Task
Select every line of the rows below that contains the word "wooden", and copy each one out in full. Case counts.

##### Material for this exercise

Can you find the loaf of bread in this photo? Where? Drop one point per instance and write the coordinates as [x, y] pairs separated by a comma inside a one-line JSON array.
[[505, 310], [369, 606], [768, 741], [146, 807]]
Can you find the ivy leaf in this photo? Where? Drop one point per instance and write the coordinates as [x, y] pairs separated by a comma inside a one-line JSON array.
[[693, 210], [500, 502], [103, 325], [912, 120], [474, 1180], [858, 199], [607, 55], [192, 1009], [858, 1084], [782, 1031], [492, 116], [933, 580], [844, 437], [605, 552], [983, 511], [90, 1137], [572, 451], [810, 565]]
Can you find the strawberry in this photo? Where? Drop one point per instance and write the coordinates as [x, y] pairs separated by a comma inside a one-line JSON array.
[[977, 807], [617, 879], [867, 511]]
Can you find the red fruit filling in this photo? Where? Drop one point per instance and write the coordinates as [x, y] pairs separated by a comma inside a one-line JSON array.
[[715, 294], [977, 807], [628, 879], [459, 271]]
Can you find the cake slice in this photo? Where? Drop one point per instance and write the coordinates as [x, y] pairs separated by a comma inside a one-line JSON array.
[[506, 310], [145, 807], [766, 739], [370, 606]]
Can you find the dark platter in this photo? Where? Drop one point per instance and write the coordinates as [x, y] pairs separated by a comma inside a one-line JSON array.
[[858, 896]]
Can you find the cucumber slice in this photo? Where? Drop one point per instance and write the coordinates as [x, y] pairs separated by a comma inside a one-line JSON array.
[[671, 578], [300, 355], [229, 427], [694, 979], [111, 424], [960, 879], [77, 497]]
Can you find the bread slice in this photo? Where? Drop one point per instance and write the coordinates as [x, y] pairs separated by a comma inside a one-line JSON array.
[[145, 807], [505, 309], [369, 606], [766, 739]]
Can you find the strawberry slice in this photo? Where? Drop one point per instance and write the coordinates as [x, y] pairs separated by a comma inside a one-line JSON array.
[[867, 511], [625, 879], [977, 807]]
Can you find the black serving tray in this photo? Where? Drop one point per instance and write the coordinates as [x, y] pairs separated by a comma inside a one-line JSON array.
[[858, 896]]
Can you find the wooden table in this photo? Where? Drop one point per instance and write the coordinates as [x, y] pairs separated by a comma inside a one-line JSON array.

##########
##### Material for this exercise

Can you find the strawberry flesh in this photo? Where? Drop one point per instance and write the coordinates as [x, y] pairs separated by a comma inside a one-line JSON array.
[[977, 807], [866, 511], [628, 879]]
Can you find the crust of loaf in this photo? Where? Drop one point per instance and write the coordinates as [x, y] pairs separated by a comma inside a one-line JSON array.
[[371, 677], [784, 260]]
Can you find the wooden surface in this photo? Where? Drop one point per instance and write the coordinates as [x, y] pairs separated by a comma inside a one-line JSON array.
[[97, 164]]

##########
##### Material for this exercise

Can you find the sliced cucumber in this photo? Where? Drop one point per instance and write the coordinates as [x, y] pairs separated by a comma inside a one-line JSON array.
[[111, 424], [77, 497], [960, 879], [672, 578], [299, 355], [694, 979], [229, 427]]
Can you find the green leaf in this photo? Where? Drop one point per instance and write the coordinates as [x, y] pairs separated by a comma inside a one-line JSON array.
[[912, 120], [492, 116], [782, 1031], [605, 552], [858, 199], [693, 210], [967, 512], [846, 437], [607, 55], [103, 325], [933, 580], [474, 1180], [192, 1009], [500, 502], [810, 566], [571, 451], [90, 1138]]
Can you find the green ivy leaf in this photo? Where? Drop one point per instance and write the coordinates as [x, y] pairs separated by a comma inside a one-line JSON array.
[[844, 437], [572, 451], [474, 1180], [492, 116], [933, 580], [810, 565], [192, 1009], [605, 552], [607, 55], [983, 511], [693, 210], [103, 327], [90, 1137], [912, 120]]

##########

Complete output
Can you find the wooden table in this photo? Where? Drop one point per instance and write the coordinates as [x, y] pairs separated by a comma inside a one-line JSON array.
Can you find the wooden surface in this photo? Where? Drop one point per instance and write the coordinates as [x, y] pairs separated by a comma inside a one-line JSON array.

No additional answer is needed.